--- Tasks for this exercise ---
a – In the R functions guide, why does it suggest packages such as skimr, and what does its skim(iris) line produce? Answer in one to three sentences.
b – Please extend the R functions guide, picking up right after its histogram line.

Here are some common functions.

  1. head() - shows the first few rows of the data frame
  1. tail() - shows the last few rows of the data frame
  1. str() - displays the structure of the data frame
  1. summary() - provides summary statistics for each variable in the data frame
  1. nrow() - returns the number of rows in the data frame
  1. ncol() - returns the number of columns in the data frame
  1. colnames() - returns the names of the columns in the data frame
  1. row.names() - returns the names of the rows in the data frame
  1. unique() - returns unique values in a column of the data frame

  2. view() - shows the dataset in spreadsheet form

  3. dim() - returns the dimensions of the data frame as a vector of two integers, the number of rows and the number of columns

  4. is.na() - returns a logical vector indicating whether each value in the data frame is missing or not

For a better visual display of the results, additional packages can be used such as skimr, gtsummary, kable, as it will be in the preceding sections of this guide, however, below is a sneak peak of the basic ones.

install.packages("skimr")
library(skimr)
# get the summary of all the variable, alternative to
# ---str()---
skim(iris)

4.3 Pull basic statistics from your data

4.3.1 For continuous variables:

  1. mean() - calculates the mean of a numeric vector

mean(numeric_vector)

  1. median() - calculates the median of a numeric vector

median(numeric_vector)

  1. sd() - calculates the standard deviation of a numeric vector

sd(numeric_vector)

  1. var() - calculates the variance of a numeric vector
  1. min() - returns the minimum value of a numeric vector
  1. max() - returns the maximum value of a numeric vector
  1. range() - returns the range of a numeric vector as a vector of length 2 containing the minimum and maximum values
  1. quantile() - calculates the quantiles of a numeric vector
  1. summary() - provides summary statistics for a numeric vector, including the minimum, 1st quartile, median, mean, 3rd quartile, and maximum

  2. Simple plots using the base package

# Histogram:
hist(data$variable_name)

--- Record extracts ---
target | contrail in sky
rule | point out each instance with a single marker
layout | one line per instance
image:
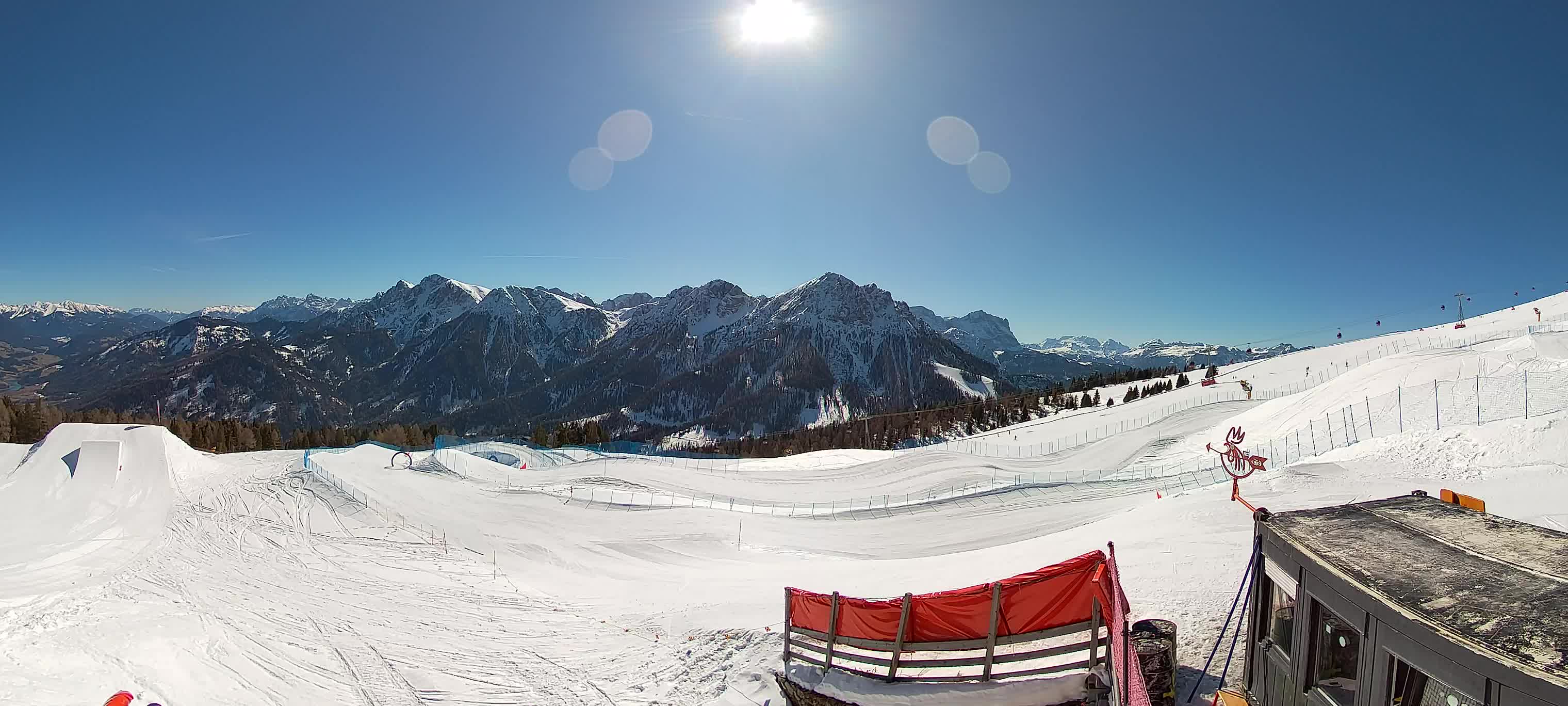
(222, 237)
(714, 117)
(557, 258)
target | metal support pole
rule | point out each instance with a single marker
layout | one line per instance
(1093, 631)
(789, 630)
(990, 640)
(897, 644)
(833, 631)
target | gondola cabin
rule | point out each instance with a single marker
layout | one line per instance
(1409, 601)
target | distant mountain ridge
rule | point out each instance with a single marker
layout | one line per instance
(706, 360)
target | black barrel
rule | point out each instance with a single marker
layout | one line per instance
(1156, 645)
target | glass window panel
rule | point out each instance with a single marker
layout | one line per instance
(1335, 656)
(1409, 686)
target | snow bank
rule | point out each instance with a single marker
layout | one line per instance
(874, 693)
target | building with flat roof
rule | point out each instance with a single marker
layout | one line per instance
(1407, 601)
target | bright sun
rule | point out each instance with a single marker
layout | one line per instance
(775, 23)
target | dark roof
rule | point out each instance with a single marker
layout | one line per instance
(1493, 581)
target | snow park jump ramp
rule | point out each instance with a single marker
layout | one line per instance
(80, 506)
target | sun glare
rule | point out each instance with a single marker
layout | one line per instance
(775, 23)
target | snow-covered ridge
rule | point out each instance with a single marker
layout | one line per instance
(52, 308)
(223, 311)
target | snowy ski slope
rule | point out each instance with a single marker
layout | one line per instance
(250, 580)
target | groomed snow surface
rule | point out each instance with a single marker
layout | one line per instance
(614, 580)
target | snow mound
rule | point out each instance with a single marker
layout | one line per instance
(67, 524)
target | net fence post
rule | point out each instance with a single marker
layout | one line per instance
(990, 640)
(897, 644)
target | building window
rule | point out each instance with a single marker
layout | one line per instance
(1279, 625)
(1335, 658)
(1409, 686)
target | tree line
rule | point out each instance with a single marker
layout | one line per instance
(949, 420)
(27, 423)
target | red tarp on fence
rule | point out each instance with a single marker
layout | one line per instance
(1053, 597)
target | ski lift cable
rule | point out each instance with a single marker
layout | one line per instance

--- Answers to the tasks ---
a – The guide suggests extra packages such as skimr, gtsummary and kable because they give a better visual display of results. Its skim(iris) line produces a summary of all the variables, as an alternative to str().

b –
# Boxplot:
boxplot(data$variable_name)
# Density Plot:
plot(density(data$variable_name))
# Scatterplot:
plot(data$variable_name1, data$variable_name2)

For categorical/character variables:

  1. table() - creates a contingency table of the frequencies of the levels of a categorical variable
  1. prop.table() - converts a contingency table of frequencies to a contingency table of proportions
  1. summary() - provides a summary of a factor variable, including the number of levels and the frequency of the most common level.

  2. Simple plot using the base package

# Bar Plot:
barplot(table(data$variable_name))
# Pie Chart:
pie(table(data$variable_name))
# Stacked Bar Plot:
barplot(table(data$variable_name, data$grouping_variable), col = c("red",
    "blue"))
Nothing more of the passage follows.